> OBJECTIVE: Quote the listing below in its entirety, omitting every image.

#### RECORD LIST ####

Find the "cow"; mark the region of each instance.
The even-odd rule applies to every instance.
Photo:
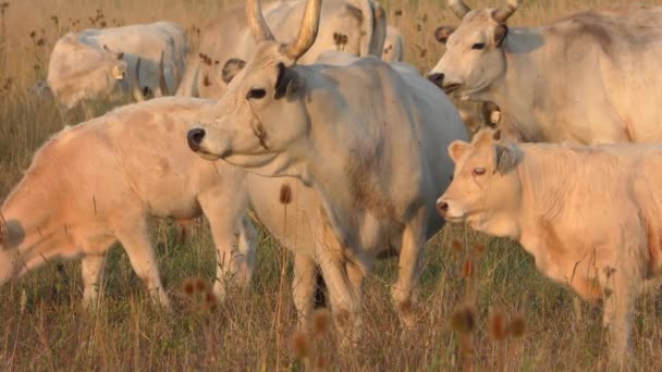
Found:
[[[154,99],[66,127],[48,140],[2,203],[0,285],[48,260],[79,258],[84,303],[95,305],[105,252],[120,241],[151,296],[168,307],[148,218],[201,214],[218,249],[219,300],[225,280],[248,284],[257,235],[246,216],[244,172],[229,165],[219,171],[180,140],[186,123],[213,104]],[[146,141],[149,146],[142,146]]]
[[[429,78],[463,100],[495,103],[504,138],[646,142],[662,139],[662,8],[589,10],[541,27],[510,27],[519,1],[470,10],[438,29],[446,51]]]
[[[387,62],[402,62],[405,58],[404,38],[395,26],[387,26],[387,40],[381,59]]]
[[[148,91],[169,96],[184,73],[186,40],[184,29],[170,22],[70,32],[53,47],[48,86],[63,113],[128,92],[136,100]]]
[[[281,40],[296,37],[305,0],[274,1],[265,7],[265,17]],[[387,33],[383,8],[373,0],[329,0],[322,9],[318,41],[302,55],[312,63],[322,51],[340,50],[355,55],[381,55]],[[249,61],[256,51],[244,7],[225,11],[204,27],[198,53],[187,61],[177,96],[220,99],[237,60]]]
[[[485,129],[449,154],[445,221],[519,243],[540,272],[603,302],[610,357],[624,360],[637,295],[662,273],[662,146],[517,145]]]
[[[405,326],[426,239],[441,228],[436,187],[448,185],[444,144],[466,138],[450,100],[410,65],[377,58],[301,65],[314,45],[321,2],[306,3],[296,39],[277,41],[259,0],[246,3],[255,57],[232,79],[211,117],[187,140],[208,160],[267,177],[296,177],[320,200],[309,249],[329,290],[343,340],[359,334],[360,289],[380,252],[400,252],[392,287]],[[350,336],[350,337],[347,337]]]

####

> COMPLETED TASK:
Find the "cow"; mark the region of each instance.
The even-odd rule applies to every instance.
Photo:
Found:
[[[154,99],[66,127],[48,140],[2,203],[0,285],[48,260],[79,258],[84,303],[95,305],[105,252],[120,241],[151,296],[168,307],[148,218],[201,214],[218,249],[219,300],[225,280],[248,284],[257,235],[246,216],[244,172],[229,165],[219,171],[180,140],[186,123],[213,104]],[[146,141],[149,146],[142,146]]]
[[[429,78],[463,100],[495,103],[504,138],[646,142],[662,139],[662,8],[589,10],[541,27],[510,27],[519,1],[470,10],[438,29],[446,51]]]
[[[387,62],[402,62],[405,58],[404,38],[395,26],[387,26],[387,40],[381,59]]]
[[[148,91],[169,96],[184,73],[186,40],[184,29],[170,22],[70,32],[53,47],[48,86],[63,113],[128,92],[136,100]]]
[[[281,40],[296,37],[305,0],[274,1],[265,7],[265,17]],[[387,33],[383,8],[373,0],[329,0],[322,9],[318,41],[302,55],[312,63],[322,51],[340,50],[355,55],[381,55]],[[249,61],[256,51],[244,7],[225,11],[204,27],[198,53],[187,61],[177,96],[220,99],[237,60]]]
[[[485,129],[449,154],[445,221],[519,243],[540,272],[603,302],[610,357],[624,360],[637,295],[662,273],[662,146],[517,145]]]
[[[405,326],[426,239],[441,228],[436,187],[448,185],[444,144],[466,138],[450,100],[410,65],[377,58],[301,65],[314,45],[321,2],[306,3],[296,39],[277,41],[259,0],[246,3],[255,57],[232,79],[211,117],[187,140],[208,160],[267,177],[296,177],[320,200],[309,249],[329,290],[343,340],[359,334],[360,289],[380,252],[400,252],[392,287]],[[350,336],[350,337],[347,337]]]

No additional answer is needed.